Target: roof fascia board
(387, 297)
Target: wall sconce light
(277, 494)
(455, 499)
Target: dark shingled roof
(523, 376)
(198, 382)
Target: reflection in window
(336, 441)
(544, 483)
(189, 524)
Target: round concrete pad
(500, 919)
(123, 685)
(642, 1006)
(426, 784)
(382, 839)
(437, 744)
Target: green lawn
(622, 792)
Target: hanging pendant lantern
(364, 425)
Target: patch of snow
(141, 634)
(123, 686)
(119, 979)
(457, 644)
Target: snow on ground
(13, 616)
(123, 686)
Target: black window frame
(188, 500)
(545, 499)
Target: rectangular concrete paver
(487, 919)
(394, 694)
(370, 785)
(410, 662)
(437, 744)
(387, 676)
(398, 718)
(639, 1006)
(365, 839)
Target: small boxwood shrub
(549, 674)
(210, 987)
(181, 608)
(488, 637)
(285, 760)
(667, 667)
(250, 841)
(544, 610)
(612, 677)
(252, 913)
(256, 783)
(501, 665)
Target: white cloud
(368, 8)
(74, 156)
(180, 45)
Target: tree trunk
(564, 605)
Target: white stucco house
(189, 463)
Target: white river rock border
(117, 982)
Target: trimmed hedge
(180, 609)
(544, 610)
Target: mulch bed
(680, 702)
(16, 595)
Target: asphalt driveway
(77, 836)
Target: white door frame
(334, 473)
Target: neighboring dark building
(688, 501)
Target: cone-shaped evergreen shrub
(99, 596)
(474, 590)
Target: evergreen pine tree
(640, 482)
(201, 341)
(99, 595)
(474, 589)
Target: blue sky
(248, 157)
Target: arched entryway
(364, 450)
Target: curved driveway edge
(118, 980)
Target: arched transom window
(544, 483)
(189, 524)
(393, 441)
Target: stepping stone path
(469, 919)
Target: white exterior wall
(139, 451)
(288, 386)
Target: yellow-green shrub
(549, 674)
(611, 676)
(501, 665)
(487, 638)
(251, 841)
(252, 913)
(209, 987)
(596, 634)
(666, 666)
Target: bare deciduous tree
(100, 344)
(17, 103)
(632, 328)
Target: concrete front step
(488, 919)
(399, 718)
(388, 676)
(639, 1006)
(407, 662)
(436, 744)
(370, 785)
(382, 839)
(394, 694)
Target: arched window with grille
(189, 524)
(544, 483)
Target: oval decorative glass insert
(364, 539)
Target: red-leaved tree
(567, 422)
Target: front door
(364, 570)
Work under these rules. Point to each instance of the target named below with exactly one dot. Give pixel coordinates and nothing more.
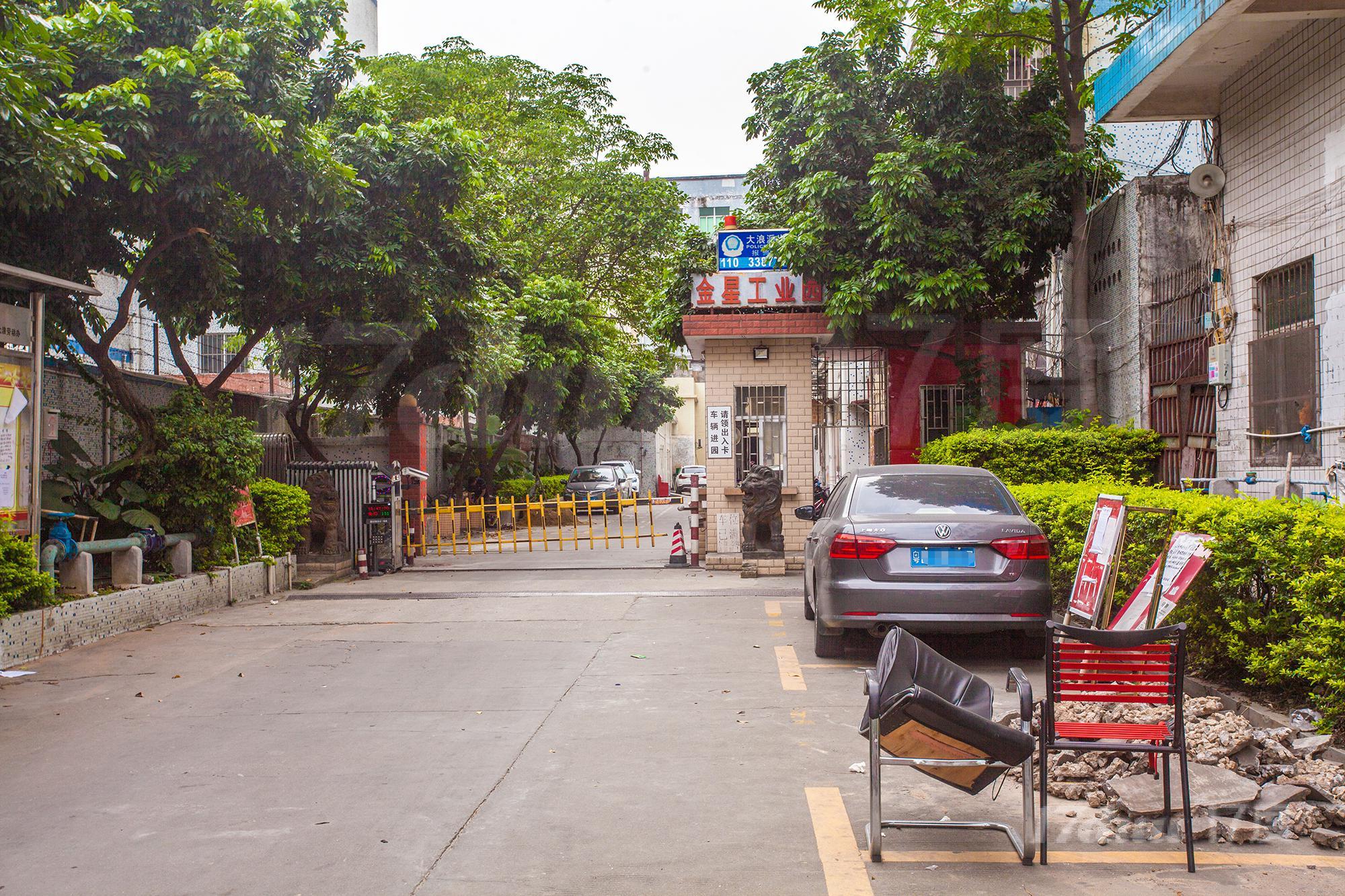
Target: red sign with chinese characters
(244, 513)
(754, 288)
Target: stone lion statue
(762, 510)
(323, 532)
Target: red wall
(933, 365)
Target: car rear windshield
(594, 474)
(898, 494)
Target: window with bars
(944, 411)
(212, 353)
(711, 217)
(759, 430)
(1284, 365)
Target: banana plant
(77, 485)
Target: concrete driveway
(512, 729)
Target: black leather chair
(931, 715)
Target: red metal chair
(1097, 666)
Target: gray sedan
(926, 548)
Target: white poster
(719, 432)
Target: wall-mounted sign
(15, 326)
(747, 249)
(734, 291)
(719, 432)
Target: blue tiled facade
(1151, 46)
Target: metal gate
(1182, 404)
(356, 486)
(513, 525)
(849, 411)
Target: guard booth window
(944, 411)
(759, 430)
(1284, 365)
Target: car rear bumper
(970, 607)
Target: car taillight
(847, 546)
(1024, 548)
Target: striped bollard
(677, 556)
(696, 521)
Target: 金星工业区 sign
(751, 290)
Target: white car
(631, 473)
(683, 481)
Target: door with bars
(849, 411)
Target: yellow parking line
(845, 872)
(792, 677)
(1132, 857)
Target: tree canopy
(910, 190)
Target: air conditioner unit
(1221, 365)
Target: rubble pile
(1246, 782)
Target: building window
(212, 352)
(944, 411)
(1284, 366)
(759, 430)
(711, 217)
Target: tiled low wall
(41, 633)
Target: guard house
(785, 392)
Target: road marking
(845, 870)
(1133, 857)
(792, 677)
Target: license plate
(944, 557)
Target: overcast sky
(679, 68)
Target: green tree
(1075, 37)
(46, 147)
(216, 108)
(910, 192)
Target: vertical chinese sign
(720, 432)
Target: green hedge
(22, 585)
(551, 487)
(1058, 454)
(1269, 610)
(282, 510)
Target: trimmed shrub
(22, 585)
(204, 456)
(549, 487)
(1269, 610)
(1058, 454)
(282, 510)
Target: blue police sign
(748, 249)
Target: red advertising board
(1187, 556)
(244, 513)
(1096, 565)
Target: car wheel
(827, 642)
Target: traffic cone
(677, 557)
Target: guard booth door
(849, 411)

---

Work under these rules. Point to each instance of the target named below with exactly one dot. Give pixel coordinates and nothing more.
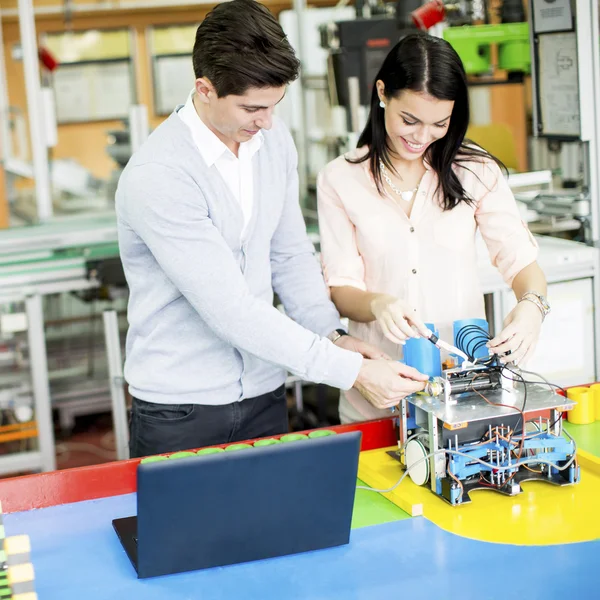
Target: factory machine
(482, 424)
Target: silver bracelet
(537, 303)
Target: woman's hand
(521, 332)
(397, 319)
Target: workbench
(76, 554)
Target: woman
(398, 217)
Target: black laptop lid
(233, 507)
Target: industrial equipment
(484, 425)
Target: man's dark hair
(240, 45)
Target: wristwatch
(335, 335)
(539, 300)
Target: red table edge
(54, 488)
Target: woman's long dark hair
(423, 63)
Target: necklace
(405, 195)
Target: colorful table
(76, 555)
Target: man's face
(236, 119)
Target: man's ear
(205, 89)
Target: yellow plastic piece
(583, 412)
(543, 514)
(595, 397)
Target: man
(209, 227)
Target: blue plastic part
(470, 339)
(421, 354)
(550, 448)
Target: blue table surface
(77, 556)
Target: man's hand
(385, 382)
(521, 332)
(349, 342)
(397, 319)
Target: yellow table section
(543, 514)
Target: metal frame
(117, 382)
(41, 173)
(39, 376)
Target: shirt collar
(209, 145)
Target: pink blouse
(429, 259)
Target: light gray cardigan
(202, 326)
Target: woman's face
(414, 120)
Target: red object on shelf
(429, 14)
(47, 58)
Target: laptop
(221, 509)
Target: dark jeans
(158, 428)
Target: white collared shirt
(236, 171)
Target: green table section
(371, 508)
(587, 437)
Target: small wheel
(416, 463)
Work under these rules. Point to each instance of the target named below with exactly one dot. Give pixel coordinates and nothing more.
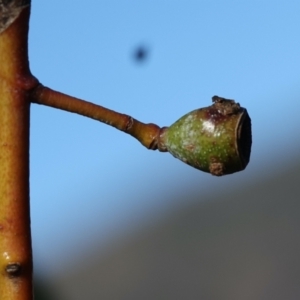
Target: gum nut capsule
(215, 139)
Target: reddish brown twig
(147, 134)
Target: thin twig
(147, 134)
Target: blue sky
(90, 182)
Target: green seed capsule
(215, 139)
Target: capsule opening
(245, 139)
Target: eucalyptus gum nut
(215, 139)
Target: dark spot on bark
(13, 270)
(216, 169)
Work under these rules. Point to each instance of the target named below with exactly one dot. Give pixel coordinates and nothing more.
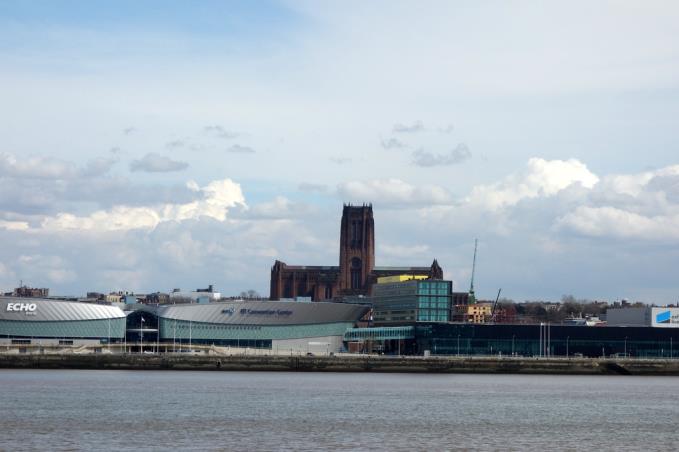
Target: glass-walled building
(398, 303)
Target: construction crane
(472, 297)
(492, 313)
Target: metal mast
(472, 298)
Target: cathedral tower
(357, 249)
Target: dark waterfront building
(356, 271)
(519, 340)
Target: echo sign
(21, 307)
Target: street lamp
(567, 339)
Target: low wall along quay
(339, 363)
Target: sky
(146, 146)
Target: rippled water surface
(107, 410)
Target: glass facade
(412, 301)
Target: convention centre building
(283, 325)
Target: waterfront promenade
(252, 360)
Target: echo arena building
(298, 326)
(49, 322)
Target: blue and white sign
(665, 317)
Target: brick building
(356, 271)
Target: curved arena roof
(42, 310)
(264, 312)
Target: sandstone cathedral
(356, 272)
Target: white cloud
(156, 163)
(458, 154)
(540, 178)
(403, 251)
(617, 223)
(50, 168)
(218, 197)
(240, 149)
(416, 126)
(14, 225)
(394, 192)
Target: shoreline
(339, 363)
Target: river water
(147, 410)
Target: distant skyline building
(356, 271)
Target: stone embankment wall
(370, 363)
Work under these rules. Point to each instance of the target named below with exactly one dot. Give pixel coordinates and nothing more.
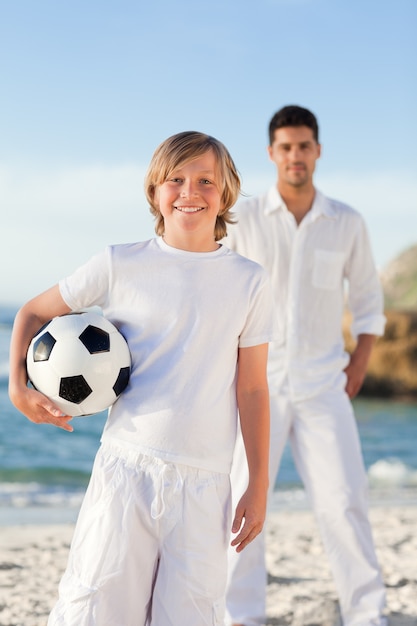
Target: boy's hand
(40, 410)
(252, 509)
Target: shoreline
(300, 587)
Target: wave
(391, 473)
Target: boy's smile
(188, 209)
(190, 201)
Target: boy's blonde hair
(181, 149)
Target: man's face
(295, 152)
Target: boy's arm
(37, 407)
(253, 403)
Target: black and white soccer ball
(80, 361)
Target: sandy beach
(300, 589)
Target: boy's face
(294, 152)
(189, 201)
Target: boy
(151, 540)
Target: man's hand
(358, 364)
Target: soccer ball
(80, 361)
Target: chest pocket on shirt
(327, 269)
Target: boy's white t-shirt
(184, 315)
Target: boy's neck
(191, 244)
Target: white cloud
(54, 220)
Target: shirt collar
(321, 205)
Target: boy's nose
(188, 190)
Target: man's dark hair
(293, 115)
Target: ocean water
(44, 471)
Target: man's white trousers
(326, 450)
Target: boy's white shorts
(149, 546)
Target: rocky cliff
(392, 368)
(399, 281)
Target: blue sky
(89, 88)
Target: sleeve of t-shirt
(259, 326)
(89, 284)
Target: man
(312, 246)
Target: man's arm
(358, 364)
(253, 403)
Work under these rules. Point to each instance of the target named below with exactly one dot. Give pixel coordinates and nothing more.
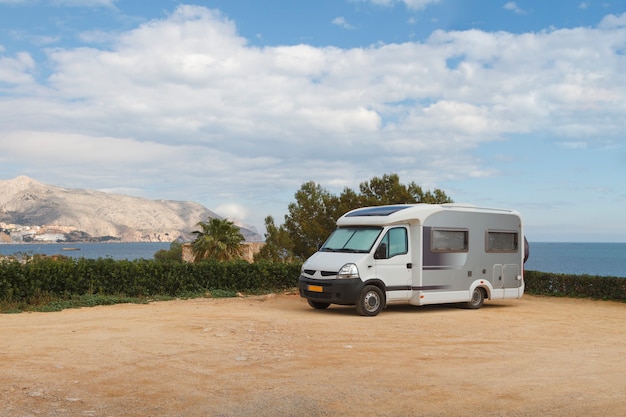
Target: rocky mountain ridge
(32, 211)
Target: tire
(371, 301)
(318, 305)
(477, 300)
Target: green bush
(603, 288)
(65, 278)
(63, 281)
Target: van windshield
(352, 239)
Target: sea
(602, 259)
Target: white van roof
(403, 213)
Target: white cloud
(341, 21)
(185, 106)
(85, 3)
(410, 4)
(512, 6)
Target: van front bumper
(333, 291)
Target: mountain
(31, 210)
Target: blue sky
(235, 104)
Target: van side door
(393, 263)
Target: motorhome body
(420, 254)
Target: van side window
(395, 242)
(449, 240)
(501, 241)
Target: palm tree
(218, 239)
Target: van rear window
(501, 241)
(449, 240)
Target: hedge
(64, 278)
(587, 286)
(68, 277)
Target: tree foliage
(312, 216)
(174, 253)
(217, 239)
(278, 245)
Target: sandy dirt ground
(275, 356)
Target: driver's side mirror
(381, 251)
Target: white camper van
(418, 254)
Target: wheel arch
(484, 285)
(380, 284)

STATED PROBLEM:
How many lines in the records contain the string "yellow"? Case counts, so only matches with the same capitalization qualify. Reply with the number alone.

RESPONSE TO THE TASK:
4